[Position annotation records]
** BEGIN **

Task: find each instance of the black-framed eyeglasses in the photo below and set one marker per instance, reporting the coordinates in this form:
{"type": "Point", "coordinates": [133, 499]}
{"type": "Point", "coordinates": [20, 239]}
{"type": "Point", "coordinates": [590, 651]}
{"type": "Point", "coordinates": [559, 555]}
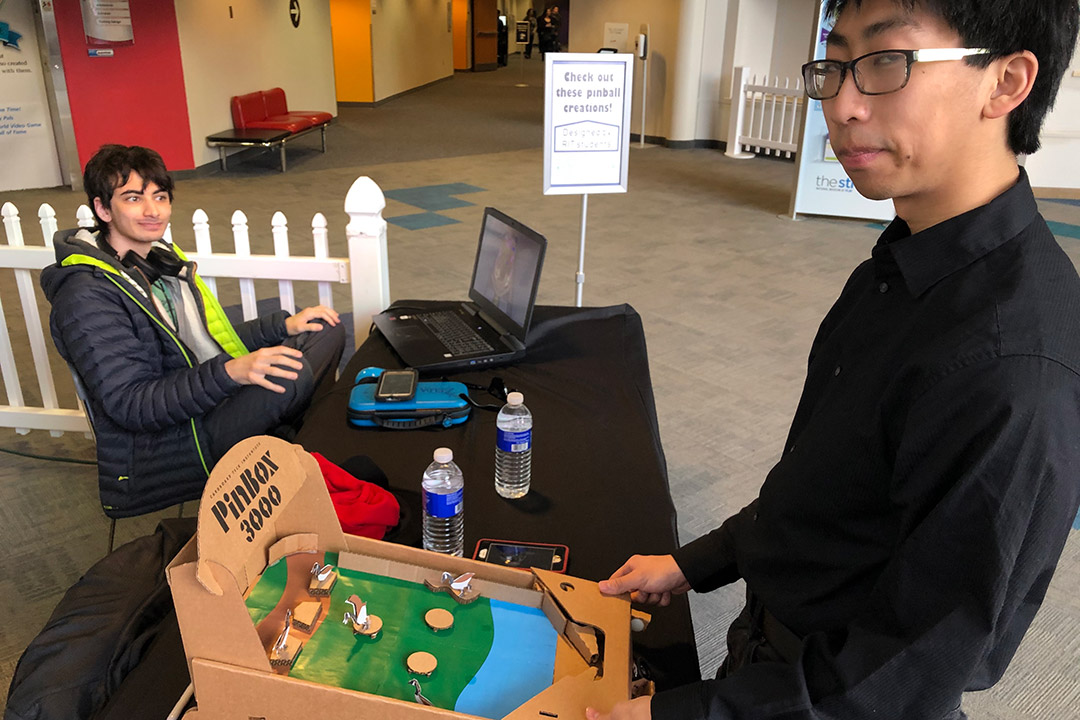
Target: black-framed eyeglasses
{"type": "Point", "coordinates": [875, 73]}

** END **
** BEGIN **

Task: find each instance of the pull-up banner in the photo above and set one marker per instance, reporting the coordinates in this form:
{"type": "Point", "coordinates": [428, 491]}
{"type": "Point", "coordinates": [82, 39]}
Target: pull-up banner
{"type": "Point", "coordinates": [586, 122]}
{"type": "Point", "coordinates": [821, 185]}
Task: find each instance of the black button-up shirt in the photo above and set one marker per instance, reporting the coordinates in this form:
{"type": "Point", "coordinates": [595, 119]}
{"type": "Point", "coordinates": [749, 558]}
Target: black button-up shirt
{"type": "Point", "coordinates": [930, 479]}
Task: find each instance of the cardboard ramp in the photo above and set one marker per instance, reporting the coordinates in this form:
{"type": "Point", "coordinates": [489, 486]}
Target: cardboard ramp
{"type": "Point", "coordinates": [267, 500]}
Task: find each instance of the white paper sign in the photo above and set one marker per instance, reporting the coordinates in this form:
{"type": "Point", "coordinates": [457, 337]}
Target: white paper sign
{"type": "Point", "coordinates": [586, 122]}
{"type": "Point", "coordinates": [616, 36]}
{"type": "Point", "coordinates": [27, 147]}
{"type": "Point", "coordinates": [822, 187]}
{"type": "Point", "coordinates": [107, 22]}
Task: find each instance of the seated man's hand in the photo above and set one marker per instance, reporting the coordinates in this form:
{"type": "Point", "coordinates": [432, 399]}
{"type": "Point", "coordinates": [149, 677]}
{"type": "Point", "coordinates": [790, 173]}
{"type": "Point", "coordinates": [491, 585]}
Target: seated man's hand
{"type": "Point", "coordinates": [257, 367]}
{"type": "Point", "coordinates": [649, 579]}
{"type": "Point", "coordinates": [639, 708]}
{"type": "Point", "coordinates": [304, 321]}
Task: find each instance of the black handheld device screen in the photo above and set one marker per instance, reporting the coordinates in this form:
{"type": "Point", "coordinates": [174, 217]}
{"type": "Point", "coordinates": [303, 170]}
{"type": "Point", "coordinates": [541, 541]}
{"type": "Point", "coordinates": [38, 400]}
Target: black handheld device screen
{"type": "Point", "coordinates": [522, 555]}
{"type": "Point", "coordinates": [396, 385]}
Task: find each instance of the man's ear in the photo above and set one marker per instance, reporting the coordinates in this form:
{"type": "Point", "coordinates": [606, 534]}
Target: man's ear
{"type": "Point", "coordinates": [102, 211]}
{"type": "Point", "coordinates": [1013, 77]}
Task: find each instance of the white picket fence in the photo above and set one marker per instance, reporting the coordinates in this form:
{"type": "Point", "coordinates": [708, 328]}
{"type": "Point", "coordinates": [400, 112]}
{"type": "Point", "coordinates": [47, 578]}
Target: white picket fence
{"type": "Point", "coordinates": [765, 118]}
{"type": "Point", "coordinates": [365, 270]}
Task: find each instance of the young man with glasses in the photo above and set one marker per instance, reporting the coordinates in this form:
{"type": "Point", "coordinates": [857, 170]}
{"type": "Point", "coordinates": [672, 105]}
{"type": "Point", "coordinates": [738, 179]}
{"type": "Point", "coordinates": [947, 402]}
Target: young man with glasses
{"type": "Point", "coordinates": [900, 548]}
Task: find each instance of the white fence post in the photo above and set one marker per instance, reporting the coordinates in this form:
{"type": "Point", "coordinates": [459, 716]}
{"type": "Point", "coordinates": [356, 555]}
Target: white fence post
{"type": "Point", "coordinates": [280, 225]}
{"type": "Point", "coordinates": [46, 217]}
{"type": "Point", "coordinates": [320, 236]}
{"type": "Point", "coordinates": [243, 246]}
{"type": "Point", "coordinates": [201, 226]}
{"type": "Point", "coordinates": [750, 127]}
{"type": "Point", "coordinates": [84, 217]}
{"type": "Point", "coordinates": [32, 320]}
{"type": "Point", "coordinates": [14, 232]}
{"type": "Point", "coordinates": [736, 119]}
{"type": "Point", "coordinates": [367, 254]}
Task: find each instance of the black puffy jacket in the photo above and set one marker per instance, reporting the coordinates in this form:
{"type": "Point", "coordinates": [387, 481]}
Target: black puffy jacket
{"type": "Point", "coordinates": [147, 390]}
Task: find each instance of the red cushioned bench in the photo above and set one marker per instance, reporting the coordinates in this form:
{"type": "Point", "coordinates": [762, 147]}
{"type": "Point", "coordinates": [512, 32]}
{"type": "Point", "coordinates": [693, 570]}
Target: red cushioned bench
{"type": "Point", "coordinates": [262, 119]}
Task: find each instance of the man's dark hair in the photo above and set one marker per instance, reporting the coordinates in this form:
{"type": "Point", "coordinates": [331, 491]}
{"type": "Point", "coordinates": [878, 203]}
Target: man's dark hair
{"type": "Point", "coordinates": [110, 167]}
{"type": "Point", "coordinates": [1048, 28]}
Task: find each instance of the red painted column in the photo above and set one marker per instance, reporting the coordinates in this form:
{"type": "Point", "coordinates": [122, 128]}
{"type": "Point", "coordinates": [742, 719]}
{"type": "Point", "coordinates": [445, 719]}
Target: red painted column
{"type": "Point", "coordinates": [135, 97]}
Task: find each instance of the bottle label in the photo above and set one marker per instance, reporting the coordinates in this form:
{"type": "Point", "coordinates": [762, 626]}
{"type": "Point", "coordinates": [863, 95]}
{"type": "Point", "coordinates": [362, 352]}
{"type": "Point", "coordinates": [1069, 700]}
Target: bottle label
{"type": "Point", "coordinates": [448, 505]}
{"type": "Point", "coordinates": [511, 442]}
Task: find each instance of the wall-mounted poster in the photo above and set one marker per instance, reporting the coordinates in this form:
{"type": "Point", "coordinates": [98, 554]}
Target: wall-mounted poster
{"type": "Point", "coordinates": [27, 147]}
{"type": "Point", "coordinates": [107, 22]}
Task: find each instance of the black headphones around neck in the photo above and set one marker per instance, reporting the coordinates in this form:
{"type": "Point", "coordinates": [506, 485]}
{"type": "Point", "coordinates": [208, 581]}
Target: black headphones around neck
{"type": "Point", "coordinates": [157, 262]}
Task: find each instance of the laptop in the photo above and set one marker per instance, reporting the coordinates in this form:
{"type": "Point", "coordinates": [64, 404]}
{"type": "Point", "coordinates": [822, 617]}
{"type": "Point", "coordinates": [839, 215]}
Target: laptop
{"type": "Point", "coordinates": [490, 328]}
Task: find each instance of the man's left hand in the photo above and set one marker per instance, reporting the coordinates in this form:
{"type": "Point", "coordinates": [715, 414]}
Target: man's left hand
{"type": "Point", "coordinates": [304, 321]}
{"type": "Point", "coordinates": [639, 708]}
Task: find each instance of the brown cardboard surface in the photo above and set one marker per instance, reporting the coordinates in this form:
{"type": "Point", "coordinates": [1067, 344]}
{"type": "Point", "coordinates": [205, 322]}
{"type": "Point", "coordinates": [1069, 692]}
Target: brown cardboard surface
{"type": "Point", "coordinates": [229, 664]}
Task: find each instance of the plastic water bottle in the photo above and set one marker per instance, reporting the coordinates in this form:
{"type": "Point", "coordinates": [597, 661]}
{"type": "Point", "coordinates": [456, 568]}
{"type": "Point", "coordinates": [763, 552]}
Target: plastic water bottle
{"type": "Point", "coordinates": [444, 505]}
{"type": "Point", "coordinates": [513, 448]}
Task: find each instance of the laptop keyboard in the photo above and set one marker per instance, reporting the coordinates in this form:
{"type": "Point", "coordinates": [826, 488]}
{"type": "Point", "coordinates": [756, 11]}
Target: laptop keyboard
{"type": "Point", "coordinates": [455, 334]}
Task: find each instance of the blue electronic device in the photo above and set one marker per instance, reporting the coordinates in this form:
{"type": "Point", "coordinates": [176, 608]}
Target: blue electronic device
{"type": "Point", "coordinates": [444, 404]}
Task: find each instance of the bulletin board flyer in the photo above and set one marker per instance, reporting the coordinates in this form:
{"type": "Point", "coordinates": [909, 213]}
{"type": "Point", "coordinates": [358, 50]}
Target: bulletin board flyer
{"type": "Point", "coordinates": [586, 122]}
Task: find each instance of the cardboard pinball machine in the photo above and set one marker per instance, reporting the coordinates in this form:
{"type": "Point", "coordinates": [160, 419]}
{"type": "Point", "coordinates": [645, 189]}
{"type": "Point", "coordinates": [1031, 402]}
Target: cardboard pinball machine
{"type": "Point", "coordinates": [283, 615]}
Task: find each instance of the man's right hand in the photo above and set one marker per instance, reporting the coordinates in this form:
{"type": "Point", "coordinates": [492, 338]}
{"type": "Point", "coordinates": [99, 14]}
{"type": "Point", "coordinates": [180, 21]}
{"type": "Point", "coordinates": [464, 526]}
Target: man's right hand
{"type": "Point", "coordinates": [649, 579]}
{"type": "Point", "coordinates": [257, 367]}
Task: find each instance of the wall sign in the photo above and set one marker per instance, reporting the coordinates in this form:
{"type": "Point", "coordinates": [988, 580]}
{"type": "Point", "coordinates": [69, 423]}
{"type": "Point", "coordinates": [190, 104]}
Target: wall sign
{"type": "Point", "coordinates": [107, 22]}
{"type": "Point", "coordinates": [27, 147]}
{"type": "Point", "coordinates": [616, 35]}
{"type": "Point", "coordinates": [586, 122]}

** END **

Rewrite the lines from the line with "Task: find each instance of the brown" to the line with "Target: brown cardboard surface", swapping "brown cardboard surface" for "tan cardboard surface" and leaving everything else unchanged.

* **WRITTEN SOLUTION**:
Task: find each instance of the tan cardboard surface in the photo above and set one marker per instance, reporting the coordinates in this form:
{"type": "Point", "coordinates": [1067, 344]}
{"type": "Point", "coordinates": [205, 322]}
{"type": "Point", "coordinates": [1069, 692]}
Target: tan cardboard surface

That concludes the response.